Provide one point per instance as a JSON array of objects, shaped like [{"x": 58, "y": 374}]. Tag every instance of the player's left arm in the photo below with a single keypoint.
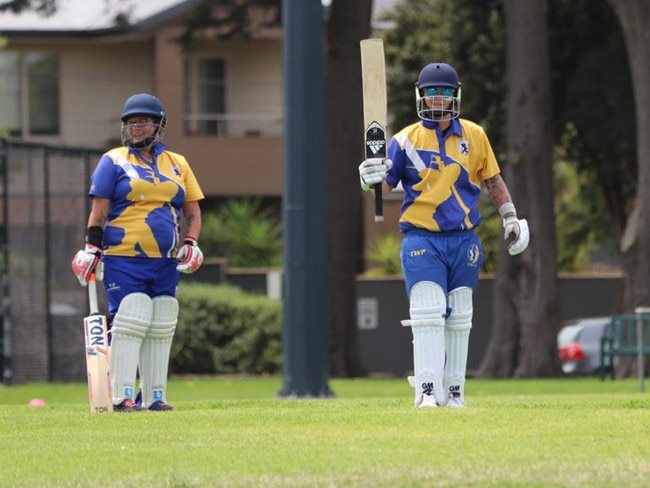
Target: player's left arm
[
  {"x": 513, "y": 227},
  {"x": 190, "y": 256},
  {"x": 192, "y": 218}
]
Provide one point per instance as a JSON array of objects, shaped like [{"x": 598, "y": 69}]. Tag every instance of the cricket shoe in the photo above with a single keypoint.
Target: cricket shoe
[
  {"x": 456, "y": 401},
  {"x": 161, "y": 406},
  {"x": 127, "y": 405},
  {"x": 426, "y": 401}
]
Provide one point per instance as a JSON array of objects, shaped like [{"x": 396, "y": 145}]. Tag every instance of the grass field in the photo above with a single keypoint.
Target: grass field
[{"x": 237, "y": 432}]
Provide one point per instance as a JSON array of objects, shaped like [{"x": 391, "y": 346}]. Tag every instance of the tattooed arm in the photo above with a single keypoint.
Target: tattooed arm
[
  {"x": 498, "y": 190},
  {"x": 513, "y": 227}
]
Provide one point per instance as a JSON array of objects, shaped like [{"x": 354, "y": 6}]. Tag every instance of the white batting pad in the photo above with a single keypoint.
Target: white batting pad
[
  {"x": 154, "y": 354},
  {"x": 130, "y": 326},
  {"x": 457, "y": 328},
  {"x": 427, "y": 311}
]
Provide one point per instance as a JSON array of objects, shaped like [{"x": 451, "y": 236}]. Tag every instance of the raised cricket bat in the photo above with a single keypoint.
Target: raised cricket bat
[
  {"x": 373, "y": 71},
  {"x": 96, "y": 332}
]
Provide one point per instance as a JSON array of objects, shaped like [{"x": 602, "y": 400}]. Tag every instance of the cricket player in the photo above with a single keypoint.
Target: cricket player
[
  {"x": 143, "y": 196},
  {"x": 441, "y": 162}
]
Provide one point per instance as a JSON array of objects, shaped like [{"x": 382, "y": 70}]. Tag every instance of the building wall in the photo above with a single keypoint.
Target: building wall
[{"x": 98, "y": 75}]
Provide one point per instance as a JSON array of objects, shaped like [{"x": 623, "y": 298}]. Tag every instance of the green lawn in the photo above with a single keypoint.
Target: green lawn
[{"x": 237, "y": 432}]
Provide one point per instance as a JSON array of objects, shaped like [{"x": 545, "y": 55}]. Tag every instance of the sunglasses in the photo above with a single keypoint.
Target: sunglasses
[{"x": 437, "y": 91}]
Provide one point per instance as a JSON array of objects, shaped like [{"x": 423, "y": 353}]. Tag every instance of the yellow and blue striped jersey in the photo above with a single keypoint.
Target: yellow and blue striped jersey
[
  {"x": 146, "y": 200},
  {"x": 441, "y": 174}
]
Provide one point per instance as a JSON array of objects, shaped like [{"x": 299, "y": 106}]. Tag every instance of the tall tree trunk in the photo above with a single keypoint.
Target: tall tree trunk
[
  {"x": 349, "y": 22},
  {"x": 526, "y": 321},
  {"x": 634, "y": 16}
]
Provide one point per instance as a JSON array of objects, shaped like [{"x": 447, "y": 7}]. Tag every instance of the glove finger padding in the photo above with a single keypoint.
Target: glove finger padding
[
  {"x": 189, "y": 257},
  {"x": 522, "y": 237},
  {"x": 373, "y": 171},
  {"x": 85, "y": 262}
]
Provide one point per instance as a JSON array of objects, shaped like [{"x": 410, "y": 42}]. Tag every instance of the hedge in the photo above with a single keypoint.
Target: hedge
[{"x": 222, "y": 329}]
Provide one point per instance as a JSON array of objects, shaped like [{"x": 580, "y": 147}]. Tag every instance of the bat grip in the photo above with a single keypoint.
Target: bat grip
[
  {"x": 92, "y": 294},
  {"x": 379, "y": 210}
]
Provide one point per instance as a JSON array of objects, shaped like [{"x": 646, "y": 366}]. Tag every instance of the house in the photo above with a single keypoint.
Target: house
[{"x": 64, "y": 79}]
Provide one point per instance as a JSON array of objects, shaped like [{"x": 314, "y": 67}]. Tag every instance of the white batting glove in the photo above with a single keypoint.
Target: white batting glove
[
  {"x": 514, "y": 228},
  {"x": 87, "y": 261},
  {"x": 190, "y": 257},
  {"x": 373, "y": 171}
]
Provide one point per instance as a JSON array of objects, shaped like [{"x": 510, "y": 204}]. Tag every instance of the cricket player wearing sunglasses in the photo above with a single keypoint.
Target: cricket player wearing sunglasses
[{"x": 441, "y": 162}]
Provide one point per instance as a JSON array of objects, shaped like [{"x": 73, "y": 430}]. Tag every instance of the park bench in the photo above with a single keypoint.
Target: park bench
[{"x": 620, "y": 340}]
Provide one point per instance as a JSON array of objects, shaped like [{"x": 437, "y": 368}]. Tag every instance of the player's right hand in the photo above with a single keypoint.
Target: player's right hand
[
  {"x": 373, "y": 171},
  {"x": 87, "y": 261}
]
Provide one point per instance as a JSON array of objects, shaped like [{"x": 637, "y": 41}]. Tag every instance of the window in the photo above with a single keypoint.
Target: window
[
  {"x": 29, "y": 93},
  {"x": 205, "y": 100}
]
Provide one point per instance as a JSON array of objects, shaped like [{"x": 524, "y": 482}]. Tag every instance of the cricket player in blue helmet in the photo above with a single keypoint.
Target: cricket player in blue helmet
[
  {"x": 441, "y": 162},
  {"x": 143, "y": 197}
]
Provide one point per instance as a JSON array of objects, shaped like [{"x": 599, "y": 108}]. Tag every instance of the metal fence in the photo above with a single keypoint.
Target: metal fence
[{"x": 44, "y": 213}]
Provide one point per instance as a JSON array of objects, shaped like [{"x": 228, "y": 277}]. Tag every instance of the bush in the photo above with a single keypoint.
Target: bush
[
  {"x": 243, "y": 232},
  {"x": 222, "y": 329}
]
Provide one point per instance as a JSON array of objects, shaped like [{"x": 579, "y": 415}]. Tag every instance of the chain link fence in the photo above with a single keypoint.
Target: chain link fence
[{"x": 44, "y": 214}]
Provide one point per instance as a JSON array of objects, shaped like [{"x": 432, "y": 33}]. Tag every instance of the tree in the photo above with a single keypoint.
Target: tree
[
  {"x": 634, "y": 16},
  {"x": 523, "y": 339},
  {"x": 348, "y": 23}
]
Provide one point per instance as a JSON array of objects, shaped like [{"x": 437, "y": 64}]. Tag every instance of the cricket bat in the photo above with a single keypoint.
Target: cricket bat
[
  {"x": 96, "y": 332},
  {"x": 373, "y": 73}
]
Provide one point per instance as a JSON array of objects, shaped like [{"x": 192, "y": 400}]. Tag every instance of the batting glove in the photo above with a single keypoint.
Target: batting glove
[
  {"x": 189, "y": 256},
  {"x": 514, "y": 228},
  {"x": 86, "y": 262},
  {"x": 373, "y": 171}
]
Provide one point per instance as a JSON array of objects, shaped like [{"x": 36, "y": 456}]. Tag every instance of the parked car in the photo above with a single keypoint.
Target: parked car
[{"x": 578, "y": 344}]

### What is needed
Reproduce all the entries that precede this task, word for word, minus any pictures.

### Task answer
Provide one point per instance as a JSON array of objects, shaped like [{"x": 58, "y": 374}]. Tag every instance of the player's left arm in the photo below with a single keypoint.
Target: player's left arm
[
  {"x": 513, "y": 227},
  {"x": 190, "y": 256},
  {"x": 192, "y": 218}
]
Provide one point per instance as a JSON array of objects, shaped like [{"x": 598, "y": 69}]. Tag every instance of the cricket shoe in the photo above with a single keypoint.
Target: cricket shoe
[
  {"x": 456, "y": 401},
  {"x": 161, "y": 406},
  {"x": 127, "y": 405},
  {"x": 426, "y": 401}
]
Provide one point per instance as a JSON array of objects, shaped like [{"x": 396, "y": 145}]. Tag every instance of the grass field in the photo above with a single keypoint.
Target: grass field
[{"x": 237, "y": 432}]
Provide one point per instance as a JSON array of objects, shaped like [{"x": 391, "y": 346}]. Tag every instance of the tattooed arm in the photo above with a single keypoint.
Target: tattooed arm
[
  {"x": 498, "y": 190},
  {"x": 513, "y": 227}
]
Provide one point per instance as a JSON array of objects, shaped like [{"x": 354, "y": 6}]. Tag every instance of the white batting pad in the photo above with a single keypoint.
Target: white batting pad
[
  {"x": 154, "y": 354},
  {"x": 130, "y": 326},
  {"x": 457, "y": 328},
  {"x": 427, "y": 311}
]
Provide one point per instance as a JSON array of objects, shaped like [{"x": 451, "y": 236}]. Tag every instance of the raised cricket bat in the photo above with a single keypoint.
Target: raised cricket bat
[
  {"x": 373, "y": 71},
  {"x": 96, "y": 332}
]
Provide one point per instance as a JSON array of objects, shaped like [{"x": 602, "y": 400}]. Tag every instance of the cricket player in the photo above with a single keypoint.
Target: cricket player
[
  {"x": 143, "y": 196},
  {"x": 441, "y": 162}
]
Provide one point per instance as a JSON array of objects, shaped like [{"x": 382, "y": 70}]. Tag every instance of the building wall in the photo above with a single keypoint.
Target: building wall
[{"x": 98, "y": 75}]
Provide one point per instance as a JSON array of objects, shaped like [{"x": 623, "y": 298}]. Tag every instance of the green lawn in the photo above with a single keypoint.
Target: green lawn
[{"x": 237, "y": 432}]
Provide one point per instance as a JSON array of objects, shaped like [{"x": 545, "y": 55}]. Tag every instance of the sunglasses in the photo above with a single keypoint.
Target: sunglasses
[{"x": 437, "y": 91}]
Provide one point per instance as a JSON array of objects, shaped like [{"x": 423, "y": 353}]. Tag every instance of the yellow and blue striped jersey in the photo above with a single keypoint.
Target: yellow and blue striped jersey
[
  {"x": 146, "y": 200},
  {"x": 441, "y": 174}
]
Provide one point per instance as a JSON array of objects, shaped like [{"x": 299, "y": 106}]. Tag every instance of the tall tree trunk in the photo above with a single keypoint.
Target: tall tree trunk
[
  {"x": 349, "y": 22},
  {"x": 526, "y": 321},
  {"x": 634, "y": 16}
]
Provide one point per instance as a JSON array of objects, shaped like [{"x": 447, "y": 7}]. Tag every instance of the glove finger padding in the photo above with a single keypoint.
Target: glove finger padding
[
  {"x": 189, "y": 257},
  {"x": 522, "y": 237},
  {"x": 373, "y": 171},
  {"x": 85, "y": 262}
]
Provide one point per instance as a JSON array of objects, shaped like [{"x": 410, "y": 42}]. Tag every instance of the hedge in the photo above with a single keypoint.
Target: hedge
[{"x": 222, "y": 329}]
Provide one point per instance as a JSON array of objects, shaped like [{"x": 580, "y": 147}]. Tag every instance of the bat grip in the photo above with a single keypoint.
Target: bat grip
[
  {"x": 92, "y": 294},
  {"x": 379, "y": 210}
]
Provide one point per instance as a JSON array of objects, shaped like [{"x": 646, "y": 366}]. Tag every instance of the house in the photo above with a single keypoint.
Target: house
[{"x": 64, "y": 79}]
Provide one point per instance as a JSON array of objects, shaped like [{"x": 314, "y": 67}]. Tag every instance of the white batting glove in the photo above with a single keypoint.
Target: white batting glove
[
  {"x": 514, "y": 228},
  {"x": 87, "y": 261},
  {"x": 190, "y": 257},
  {"x": 373, "y": 171}
]
Provide one point per instance as a JSON array of objects, shaped like [{"x": 510, "y": 204}]. Tag every instance of the cricket player wearing sunglasses in the photo above with a single keypoint.
Target: cricket player wearing sunglasses
[{"x": 441, "y": 162}]
Provide one point per instance as a JSON array of objects, shaped like [{"x": 73, "y": 430}]. Tag every instance of the park bench in the photo above with a single keypoint.
Target: park bench
[{"x": 620, "y": 340}]
Provide one point per instance as a JSON array of objects, shaped like [{"x": 437, "y": 368}]. Tag every instance of the player's right hand in the photo above with a single keypoint.
Target: player's right hand
[
  {"x": 373, "y": 171},
  {"x": 87, "y": 261}
]
Provide one point per instance as a JSON array of objects, shaped like [{"x": 637, "y": 41}]. Tag every instance of the window in the photo above with a single keypoint.
Target: window
[
  {"x": 29, "y": 93},
  {"x": 205, "y": 100}
]
Provide one point per instance as a JSON array of objects, shaped like [{"x": 524, "y": 482}]. Tag every instance of the cricket player in blue helmet in the photo above with a single keypoint.
Target: cricket player in blue helmet
[
  {"x": 441, "y": 162},
  {"x": 143, "y": 197}
]
Provide one point per instance as a JSON array of objects, shaped like [{"x": 599, "y": 108}]. Tag every instance of the metal fence in the photo above with a single keypoint.
Target: metal fence
[{"x": 44, "y": 213}]
Provide one point per instance as a JSON array of objects, shaped like [{"x": 228, "y": 277}]. Tag every instance of the bush in the photo above with a single keypoint.
Target: bush
[
  {"x": 243, "y": 232},
  {"x": 222, "y": 329}
]
Provide one point per instance as a JSON array of objects, shaped like [{"x": 579, "y": 415}]. Tag every instance of the chain link fence in the photo above with a single keypoint.
Target: chain link fence
[{"x": 44, "y": 214}]
Provide one point per instance as a JSON array of objects, shaped like [{"x": 432, "y": 33}]. Tag every instance of the tree in the photo above with a single keypoint.
Target: tree
[
  {"x": 634, "y": 16},
  {"x": 523, "y": 339},
  {"x": 348, "y": 23}
]
Provide one point per instance as a JSON array of objects, shaped like [{"x": 437, "y": 64}]. Tag every instance of the cricket bat in the photo above with a single keypoint.
Target: cricket bat
[
  {"x": 96, "y": 332},
  {"x": 373, "y": 73}
]
Provide one point per instance as a JSON array of objects, shaped like [{"x": 192, "y": 400}]. Tag every instance of the batting glove in the photo above with a single keypoint.
Target: batting glove
[
  {"x": 189, "y": 256},
  {"x": 514, "y": 228},
  {"x": 86, "y": 262},
  {"x": 373, "y": 171}
]
Provide one point per instance as a JSON array of objects, shaped like [{"x": 36, "y": 456}]. Tag every instance of the parked car in the photo above with a single keypoint.
Target: parked car
[{"x": 578, "y": 344}]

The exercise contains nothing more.